**Фрагмент текста:**
○ ○ ○ ○

Эссе / RU
Великий инквизитор в эпоху алгоритмов
Великий инквизитор Достоевского пророчески описывает наше алгоритмическое общество: человечество, обменивающее свободу на хлеб, чудо и авторитет.
Прошлой ночью я провёл три часа, глядя на видео о монетной системе Византийской империи — теме, о существовании которой я раньше не знал и о которой, вероятно, больше никогда не вспомню. Лента, или алгоритм, как это называют люди, никогда не открывавшие роман, знала, что я кликну, знала, что останусь, знала, что я отдам ей свою ночь в обмен на череду всё более несущественных исторических подробностей. Великий инквизитор Достоевского был бы доволен: я променял свою свободу на хлеб и даже не встал с постели.

🇳🇱 Иероним Босх — Сад земных наслаждений (1500)

○ ○ ○ ○

**Содержимое набора данных:**
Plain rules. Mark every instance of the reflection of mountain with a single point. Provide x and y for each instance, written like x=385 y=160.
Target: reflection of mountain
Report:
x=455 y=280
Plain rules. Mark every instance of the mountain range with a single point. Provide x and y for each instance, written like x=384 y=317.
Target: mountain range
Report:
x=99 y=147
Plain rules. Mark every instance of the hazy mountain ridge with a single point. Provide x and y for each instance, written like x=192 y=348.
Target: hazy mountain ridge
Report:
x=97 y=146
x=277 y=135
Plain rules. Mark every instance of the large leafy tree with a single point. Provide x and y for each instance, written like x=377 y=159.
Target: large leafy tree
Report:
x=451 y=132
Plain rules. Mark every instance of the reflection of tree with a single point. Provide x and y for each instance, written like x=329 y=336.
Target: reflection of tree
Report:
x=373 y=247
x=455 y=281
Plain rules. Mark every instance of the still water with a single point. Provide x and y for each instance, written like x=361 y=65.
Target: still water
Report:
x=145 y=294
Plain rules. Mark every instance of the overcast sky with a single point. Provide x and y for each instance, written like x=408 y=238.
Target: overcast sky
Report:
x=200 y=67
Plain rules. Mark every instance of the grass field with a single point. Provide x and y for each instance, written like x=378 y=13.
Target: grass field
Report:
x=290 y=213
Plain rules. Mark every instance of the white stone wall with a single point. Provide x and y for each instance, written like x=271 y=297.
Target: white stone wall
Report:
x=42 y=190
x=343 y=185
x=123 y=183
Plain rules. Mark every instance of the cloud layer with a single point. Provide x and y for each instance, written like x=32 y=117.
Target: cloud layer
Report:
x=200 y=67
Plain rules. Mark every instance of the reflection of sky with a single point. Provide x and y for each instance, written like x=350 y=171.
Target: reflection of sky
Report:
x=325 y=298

○ ○ ○ ○

**Задания:**
**a)** Сколько времени, согласно эссе о Великом инквизиторе, ушло на просмотр видео о монетной системе Византийской империи?
**b)** Преобразуйте записи от самого начала записей до строки, содержащей «x=455 y=280», включительно в JSON-список строк, по одной строке списка на каждую строку записей. Пустые строки пропустите.

**Результаты упражнения:**
**a)** Три часа.

**b)**
[
  "Plain rules. Mark every instance of the reflection of mountain with a single point. Provide x and y for each instance, written like x=385 y=160.",
  "Target: reflection of mountain",
  "Report:",
  "x=455 y=280"
]